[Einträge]

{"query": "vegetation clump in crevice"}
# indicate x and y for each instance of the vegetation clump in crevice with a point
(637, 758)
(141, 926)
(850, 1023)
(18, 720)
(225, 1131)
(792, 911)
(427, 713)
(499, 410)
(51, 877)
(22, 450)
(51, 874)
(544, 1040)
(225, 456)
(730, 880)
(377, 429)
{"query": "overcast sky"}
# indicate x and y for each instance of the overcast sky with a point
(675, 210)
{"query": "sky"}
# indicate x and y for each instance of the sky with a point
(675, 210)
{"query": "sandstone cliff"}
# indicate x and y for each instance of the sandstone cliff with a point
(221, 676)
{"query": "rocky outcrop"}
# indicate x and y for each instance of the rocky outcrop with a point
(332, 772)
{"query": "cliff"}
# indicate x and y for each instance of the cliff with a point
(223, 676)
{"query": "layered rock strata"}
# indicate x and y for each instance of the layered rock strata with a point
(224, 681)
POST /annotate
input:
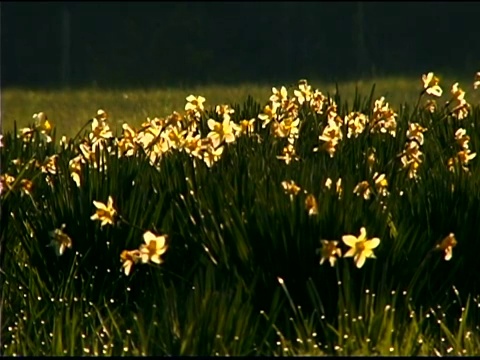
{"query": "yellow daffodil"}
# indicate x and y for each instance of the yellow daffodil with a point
(211, 155)
(279, 96)
(447, 245)
(288, 154)
(75, 167)
(311, 205)
(104, 213)
(462, 138)
(245, 127)
(26, 134)
(371, 158)
(6, 182)
(224, 111)
(60, 241)
(154, 247)
(101, 115)
(461, 110)
(381, 184)
(26, 186)
(195, 103)
(430, 105)
(328, 183)
(430, 84)
(360, 247)
(476, 81)
(329, 251)
(290, 188)
(415, 132)
(457, 93)
(128, 259)
(317, 102)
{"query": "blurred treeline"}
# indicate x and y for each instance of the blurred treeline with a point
(175, 43)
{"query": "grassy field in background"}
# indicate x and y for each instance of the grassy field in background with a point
(261, 224)
(70, 109)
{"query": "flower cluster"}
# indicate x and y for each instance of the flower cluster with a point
(154, 247)
(464, 155)
(361, 248)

» Kurze Aufgabe:
Bitte aktualisiere die Einträge oben, indem du „yellow daffodil“ überall durch „daffodil bloom“ ersetzt und alles andere unverändert lässt. Gib alle Einträge ohne die Bilder wieder.

» Die Antwort:
{"query": "vegetation clump in crevice"}
# indicate x and y for each instance of the vegetation clump in crevice with a point
(637, 758)
(141, 926)
(850, 1023)
(18, 720)
(225, 1131)
(792, 911)
(427, 713)
(499, 410)
(51, 877)
(22, 450)
(51, 874)
(544, 1040)
(225, 456)
(730, 880)
(377, 429)
{"query": "overcast sky"}
# indicate x and y for each instance of the overcast sky with a point
(675, 210)
{"query": "sky"}
# indicate x and y for each instance of the sky with a point
(675, 210)
{"query": "sandstone cliff"}
# indicate x and y for each instance of the sandstone cliff with a point
(221, 676)
{"query": "rocky outcrop"}
# indicate x and y for each instance of the rocky outcrop with a point
(332, 772)
{"query": "cliff"}
# indicate x and y for each instance of the cliff with a point
(223, 676)
{"query": "layered rock strata"}
# indicate x and y for each instance of the layered rock strata with a point
(224, 681)
POST /annotate
input:
{"query": "daffodil bloom"}
# indicate x and y for each instance of the daffodil bloom with a point
(211, 155)
(279, 96)
(447, 245)
(288, 154)
(75, 167)
(311, 205)
(104, 213)
(462, 138)
(245, 127)
(26, 134)
(371, 158)
(6, 182)
(224, 111)
(60, 241)
(154, 247)
(101, 115)
(461, 110)
(381, 184)
(26, 186)
(195, 103)
(430, 105)
(328, 183)
(430, 84)
(360, 247)
(476, 81)
(329, 251)
(290, 188)
(415, 132)
(457, 93)
(128, 259)
(317, 102)
{"query": "blurred treeline"}
# indicate x and y for each instance of the blurred treeline with a point
(175, 43)
{"query": "grassy field in background"}
# indicate x and y for each instance of the grassy field in background with a point
(261, 224)
(70, 109)
{"query": "flower cluster"}
# indicate x and y for each instance of the flower cluster with a point
(154, 247)
(464, 155)
(361, 248)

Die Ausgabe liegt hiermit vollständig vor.